» **Exercise instructions**
Find "Guideline: the keypoint for each instance of the vegetation" in the data below; transcribe the line it appears on and each line after it, exactly, to the end, and nothing else.

(Source data)
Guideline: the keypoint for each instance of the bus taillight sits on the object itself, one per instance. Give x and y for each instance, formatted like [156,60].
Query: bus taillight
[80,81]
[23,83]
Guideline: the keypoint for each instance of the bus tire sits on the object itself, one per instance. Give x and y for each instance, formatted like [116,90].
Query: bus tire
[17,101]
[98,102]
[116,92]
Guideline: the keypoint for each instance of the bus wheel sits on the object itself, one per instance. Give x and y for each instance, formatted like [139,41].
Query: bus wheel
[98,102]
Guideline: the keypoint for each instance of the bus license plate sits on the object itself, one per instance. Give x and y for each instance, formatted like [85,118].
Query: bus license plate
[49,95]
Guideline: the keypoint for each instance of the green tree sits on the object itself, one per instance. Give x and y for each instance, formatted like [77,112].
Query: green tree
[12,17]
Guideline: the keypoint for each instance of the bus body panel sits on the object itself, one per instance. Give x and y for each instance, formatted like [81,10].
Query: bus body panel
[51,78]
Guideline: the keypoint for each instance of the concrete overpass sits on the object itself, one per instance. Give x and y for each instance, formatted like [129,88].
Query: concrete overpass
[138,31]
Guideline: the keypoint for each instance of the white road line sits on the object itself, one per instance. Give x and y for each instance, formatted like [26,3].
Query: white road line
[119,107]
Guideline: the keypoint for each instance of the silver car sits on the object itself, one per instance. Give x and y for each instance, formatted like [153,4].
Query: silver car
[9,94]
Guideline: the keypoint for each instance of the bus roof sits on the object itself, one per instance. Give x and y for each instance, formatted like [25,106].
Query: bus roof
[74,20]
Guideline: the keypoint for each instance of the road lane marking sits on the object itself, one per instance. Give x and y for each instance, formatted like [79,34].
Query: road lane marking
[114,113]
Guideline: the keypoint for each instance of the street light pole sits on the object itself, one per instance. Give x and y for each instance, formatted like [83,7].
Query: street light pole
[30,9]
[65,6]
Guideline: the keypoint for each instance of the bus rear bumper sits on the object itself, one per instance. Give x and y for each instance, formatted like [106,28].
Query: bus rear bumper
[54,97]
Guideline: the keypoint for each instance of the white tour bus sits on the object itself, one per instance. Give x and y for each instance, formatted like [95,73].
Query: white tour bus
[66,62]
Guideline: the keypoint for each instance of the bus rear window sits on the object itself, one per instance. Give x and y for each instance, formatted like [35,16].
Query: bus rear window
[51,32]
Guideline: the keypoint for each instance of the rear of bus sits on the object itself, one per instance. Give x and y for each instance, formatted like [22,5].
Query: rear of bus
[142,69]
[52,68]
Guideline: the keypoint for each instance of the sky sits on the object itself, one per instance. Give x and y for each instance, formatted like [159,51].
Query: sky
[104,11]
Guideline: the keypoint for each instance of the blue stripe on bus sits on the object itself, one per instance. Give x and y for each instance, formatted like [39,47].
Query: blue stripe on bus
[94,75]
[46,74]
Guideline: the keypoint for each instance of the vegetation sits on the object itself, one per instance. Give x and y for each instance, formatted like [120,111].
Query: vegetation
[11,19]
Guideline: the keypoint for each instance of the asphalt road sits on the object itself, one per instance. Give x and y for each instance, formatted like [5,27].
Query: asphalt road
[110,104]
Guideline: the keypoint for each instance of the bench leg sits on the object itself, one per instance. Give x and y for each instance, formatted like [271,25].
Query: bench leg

» **Answer to this problem**
Guideline: the keypoint for each instance of the vegetation sits on the object itself, one per instance. Give x and y for each instance, formatted like [120,111].
Query: vegetation
[11,19]
Guideline: the keypoint for each instance of the asphalt road sits on the object itself, one per instance. Give x and y for each instance, formatted like [5,27].
Query: asphalt road
[110,104]
Guideline: the keypoint for each instance of the bench leg sits on the object itself, one per instance. Give x and y for each instance, formatted like [271,25].
Query: bench leg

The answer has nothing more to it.